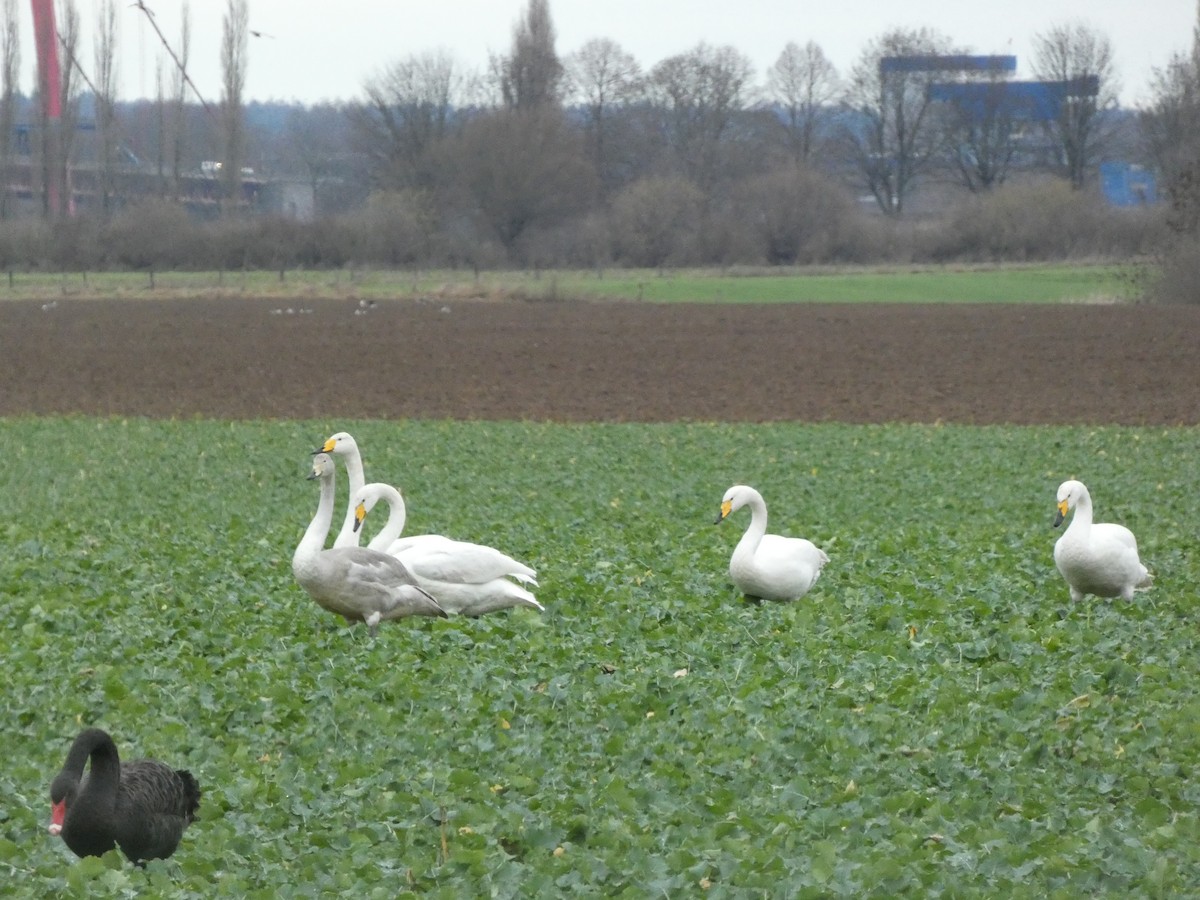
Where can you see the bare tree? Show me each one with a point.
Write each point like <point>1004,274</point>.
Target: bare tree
<point>697,96</point>
<point>532,75</point>
<point>10,88</point>
<point>105,99</point>
<point>893,136</point>
<point>522,171</point>
<point>234,37</point>
<point>408,111</point>
<point>1080,58</point>
<point>803,83</point>
<point>603,76</point>
<point>1171,125</point>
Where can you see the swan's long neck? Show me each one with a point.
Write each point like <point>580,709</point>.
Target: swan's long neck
<point>313,540</point>
<point>348,537</point>
<point>756,529</point>
<point>1081,522</point>
<point>100,790</point>
<point>396,515</point>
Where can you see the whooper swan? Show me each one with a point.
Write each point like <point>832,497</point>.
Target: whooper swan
<point>1096,558</point>
<point>766,565</point>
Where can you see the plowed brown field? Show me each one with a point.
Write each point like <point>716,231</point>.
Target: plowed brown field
<point>603,361</point>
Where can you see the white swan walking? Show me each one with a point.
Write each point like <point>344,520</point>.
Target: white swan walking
<point>358,583</point>
<point>467,579</point>
<point>1096,558</point>
<point>768,565</point>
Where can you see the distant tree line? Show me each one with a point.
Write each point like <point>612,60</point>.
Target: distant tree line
<point>591,160</point>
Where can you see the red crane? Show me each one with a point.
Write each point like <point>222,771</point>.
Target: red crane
<point>49,82</point>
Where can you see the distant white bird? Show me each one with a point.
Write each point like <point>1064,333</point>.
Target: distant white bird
<point>1099,559</point>
<point>768,565</point>
<point>467,579</point>
<point>358,583</point>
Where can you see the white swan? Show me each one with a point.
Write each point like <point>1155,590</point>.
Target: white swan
<point>343,445</point>
<point>358,583</point>
<point>767,565</point>
<point>1101,558</point>
<point>467,579</point>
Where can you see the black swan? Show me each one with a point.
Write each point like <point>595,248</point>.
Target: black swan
<point>143,807</point>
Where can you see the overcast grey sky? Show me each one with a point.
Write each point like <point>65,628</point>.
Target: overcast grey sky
<point>325,49</point>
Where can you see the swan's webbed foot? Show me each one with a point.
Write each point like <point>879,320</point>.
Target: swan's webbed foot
<point>373,623</point>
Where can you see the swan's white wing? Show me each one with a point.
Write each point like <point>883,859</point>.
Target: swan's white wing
<point>1103,563</point>
<point>779,569</point>
<point>461,562</point>
<point>1108,534</point>
<point>358,582</point>
<point>480,599</point>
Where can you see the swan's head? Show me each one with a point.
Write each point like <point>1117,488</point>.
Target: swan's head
<point>1069,493</point>
<point>735,499</point>
<point>341,444</point>
<point>367,496</point>
<point>322,467</point>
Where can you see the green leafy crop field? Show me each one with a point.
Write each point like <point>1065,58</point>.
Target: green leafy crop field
<point>1036,283</point>
<point>936,718</point>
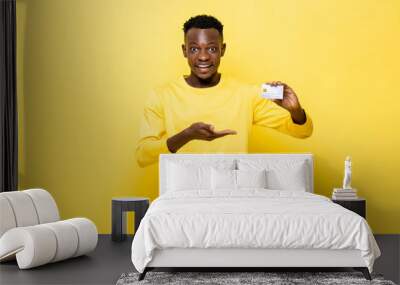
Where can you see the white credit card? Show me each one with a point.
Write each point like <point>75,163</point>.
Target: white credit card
<point>271,92</point>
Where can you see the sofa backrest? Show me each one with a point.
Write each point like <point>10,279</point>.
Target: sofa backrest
<point>26,208</point>
<point>228,160</point>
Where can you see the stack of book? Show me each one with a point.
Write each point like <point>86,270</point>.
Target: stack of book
<point>344,194</point>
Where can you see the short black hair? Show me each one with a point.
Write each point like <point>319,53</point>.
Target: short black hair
<point>203,22</point>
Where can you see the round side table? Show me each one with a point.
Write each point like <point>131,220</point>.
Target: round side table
<point>119,208</point>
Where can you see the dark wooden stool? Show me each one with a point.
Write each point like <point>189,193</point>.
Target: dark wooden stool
<point>119,208</point>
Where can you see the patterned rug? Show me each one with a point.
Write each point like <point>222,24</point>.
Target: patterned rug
<point>244,278</point>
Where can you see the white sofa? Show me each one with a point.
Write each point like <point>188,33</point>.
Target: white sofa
<point>31,230</point>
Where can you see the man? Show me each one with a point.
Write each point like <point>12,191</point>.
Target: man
<point>206,112</point>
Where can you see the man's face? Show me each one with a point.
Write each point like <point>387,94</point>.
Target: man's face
<point>203,48</point>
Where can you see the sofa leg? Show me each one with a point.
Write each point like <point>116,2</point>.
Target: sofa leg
<point>364,271</point>
<point>143,274</point>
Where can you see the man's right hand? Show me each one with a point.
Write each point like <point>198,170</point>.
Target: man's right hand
<point>202,131</point>
<point>196,131</point>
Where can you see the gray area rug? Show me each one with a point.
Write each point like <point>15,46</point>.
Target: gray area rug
<point>233,278</point>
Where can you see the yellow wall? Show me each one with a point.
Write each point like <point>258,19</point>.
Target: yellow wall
<point>85,68</point>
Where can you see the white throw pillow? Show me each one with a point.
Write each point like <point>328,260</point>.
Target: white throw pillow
<point>281,174</point>
<point>187,174</point>
<point>251,178</point>
<point>236,179</point>
<point>189,177</point>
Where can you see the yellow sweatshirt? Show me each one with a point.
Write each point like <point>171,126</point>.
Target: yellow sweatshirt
<point>227,105</point>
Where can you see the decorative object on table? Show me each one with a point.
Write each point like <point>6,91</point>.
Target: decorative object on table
<point>248,278</point>
<point>357,205</point>
<point>347,192</point>
<point>347,173</point>
<point>32,233</point>
<point>119,208</point>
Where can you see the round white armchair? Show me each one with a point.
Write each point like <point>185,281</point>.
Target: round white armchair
<point>31,230</point>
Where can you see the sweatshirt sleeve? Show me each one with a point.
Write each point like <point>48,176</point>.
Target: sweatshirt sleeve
<point>152,134</point>
<point>266,113</point>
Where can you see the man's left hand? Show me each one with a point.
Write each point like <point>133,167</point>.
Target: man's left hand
<point>290,102</point>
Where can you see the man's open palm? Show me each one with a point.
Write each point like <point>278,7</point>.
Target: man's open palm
<point>203,131</point>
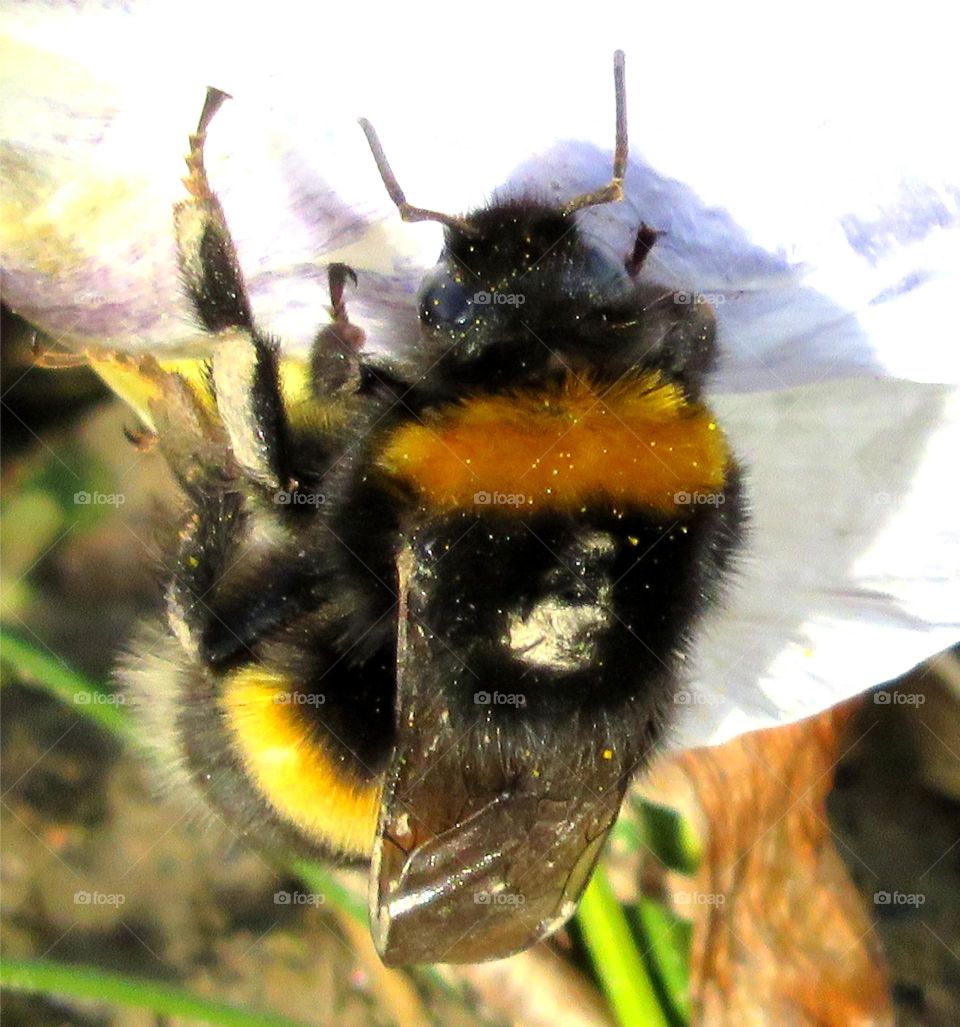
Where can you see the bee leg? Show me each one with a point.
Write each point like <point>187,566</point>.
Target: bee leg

Your instructions »
Without altering a word, return all of the records above and leave out their pictures.

Exercise result »
Where can you see the bare tree? Show me each one with a point.
Write each point like <point>1004,274</point>.
Target: bare tree
<point>697,96</point>
<point>532,75</point>
<point>10,88</point>
<point>105,99</point>
<point>893,136</point>
<point>522,171</point>
<point>234,37</point>
<point>408,111</point>
<point>1080,58</point>
<point>803,83</point>
<point>603,76</point>
<point>1171,125</point>
Where can you see the swan's long neck? Show me each one with a point.
Write each point like <point>580,709</point>.
Target: swan's long neck
<point>313,540</point>
<point>348,537</point>
<point>756,529</point>
<point>1081,522</point>
<point>100,790</point>
<point>396,515</point>
Where can you see the whooper swan? Show me each one with a point.
Write each point like <point>832,497</point>.
Target: whooper swan
<point>1096,558</point>
<point>766,565</point>
Where can you see the plowed brown field? Show me each one with a point.
Write each point like <point>716,231</point>.
Target: plowed brown field
<point>603,361</point>
Where can you see the white swan walking? Show me each one with a point.
Write each point like <point>344,520</point>.
Target: white swan walking
<point>358,583</point>
<point>467,579</point>
<point>1096,558</point>
<point>768,565</point>
Where can you see the distant tree line? Show me each one with a point.
Write each point like <point>612,60</point>.
Target: distant tree line
<point>591,160</point>
Where can you see the red crane? Show me each one with a point.
Write each point like <point>222,771</point>.
Target: red crane
<point>49,82</point>
Where can you see the distant white bird? Show me each one with a point.
Write each point like <point>1064,333</point>.
Target: distant white bird
<point>1099,559</point>
<point>768,565</point>
<point>467,579</point>
<point>358,583</point>
Where can you see the white swan? Show me each one with a point.
Write each point like <point>1155,590</point>.
Target: white swan
<point>343,445</point>
<point>358,583</point>
<point>767,565</point>
<point>1101,558</point>
<point>467,579</point>
Where can you see the black swan? Show me each one with a point.
Write each point like <point>595,248</point>.
Target: black swan
<point>143,807</point>
Where can you see the overcast grey sky? Show me each one with a point.
Write each point like <point>65,628</point>.
Target: overcast grey sky
<point>325,49</point>
Where can you see the swan's webbed foot? Show me each one with a point.
Write each point like <point>879,320</point>.
Target: swan's webbed foot
<point>373,623</point>
Where can you see the swan's white wing? Show me each one with a point.
Write each point like <point>883,859</point>.
Target: swan's white wing
<point>1103,563</point>
<point>779,569</point>
<point>461,562</point>
<point>1108,534</point>
<point>358,582</point>
<point>480,599</point>
Where can you see the swan's head? Show me each one with a point.
Write each point like <point>1117,488</point>.
Target: swan's head
<point>1069,493</point>
<point>735,499</point>
<point>341,444</point>
<point>367,496</point>
<point>322,467</point>
Where can you see the green leafy crop field? Show me each one with a point.
Write each point like <point>1065,58</point>.
Target: green leafy crop field
<point>1036,283</point>
<point>936,718</point>
Where can you see the white credit card? Show me each one with a point.
Write each point like <point>75,163</point>.
Target: white credit card
<point>271,92</point>
Where can you see the sofa backrest? Show me each one with a point.
Write each point like <point>10,279</point>.
Target: sofa backrest
<point>26,208</point>
<point>228,160</point>
Where can you see the stack of book? Show me each one with a point.
Write each point like <point>86,270</point>.
Target: stack of book
<point>344,194</point>
Where can you see the short black hair? Show me each one with a point.
Write each point like <point>319,53</point>.
Target: short black hair
<point>203,22</point>
Where can you see the round side table? Show me each one with a point.
Write each point like <point>131,220</point>.
Target: round side table
<point>119,208</point>
Where can you see the dark wooden stool? Show me each one with a point.
Write each point like <point>189,193</point>.
Target: dark wooden stool
<point>119,208</point>
Where can you see the patterned rug? Show me each one with a point.
Write each point like <point>222,24</point>.
Target: patterned rug
<point>244,278</point>
Where can you see the white sofa? Show me each one with a point.
Write each point like <point>188,33</point>.
Target: white sofa
<point>31,230</point>
Where can you see the man? Show me each one with a point.
Write each point like <point>12,191</point>.
Target: man
<point>206,112</point>
Where can you see the man's face? Show me each one with a point.
Write each point like <point>387,94</point>.
Target: man's face
<point>203,48</point>
Where can you see the sofa leg? Show me each one with a point.
Write each point like <point>116,2</point>.
Target: sofa leg
<point>364,271</point>
<point>143,274</point>
Where can you see the man's right hand? Show me each one with a point.
Write each point like <point>198,170</point>.
Target: man's right hand
<point>202,131</point>
<point>196,131</point>
Where can you see the gray area rug? Show me each one with a point.
Write each point like <point>15,46</point>.
Target: gray area rug
<point>233,278</point>
Where can you see the yellow wall? Show me each one with a point.
Write each point like <point>258,19</point>.
Target: yellow wall
<point>85,68</point>
Where can you see the white throw pillow? Show me each one with a point.
Write each point like <point>328,260</point>.
Target: white throw pillow
<point>281,174</point>
<point>187,174</point>
<point>251,178</point>
<point>236,179</point>
<point>189,177</point>
Where can you see the yellow sweatshirt? Show me each one with a point.
Write each point like <point>171,126</point>.
Target: yellow sweatshirt
<point>227,105</point>
Where can you see the decorative object on table? Show me each one with a point.
Write each point like <point>6,91</point>.
Target: decorative object on table
<point>248,278</point>
<point>357,205</point>
<point>347,192</point>
<point>347,173</point>
<point>32,233</point>
<point>119,208</point>
Where can you see the round white armchair? Show me each one with a point.
Write each point like <point>185,281</point>.
Target: round white armchair
<point>31,230</point>
Where can you see the sweatshirt sleeve? Show me each one with a point.
Write each point like <point>48,176</point>.
Target: sweatshirt sleeve
<point>152,134</point>
<point>266,113</point>
Where can you see the man's left hand? Show me each one with a point.
Write each point like <point>133,167</point>.
Target: man's left hand
<point>290,102</point>
Where can you see the man's open palm? Show me each one with a point.
Write each point like <point>278,7</point>.
Target: man's open palm
<point>203,131</point>
Where can you see the bee leg? Show me each one with a point.
Write each point like <point>187,566</point>.
Target: bee leg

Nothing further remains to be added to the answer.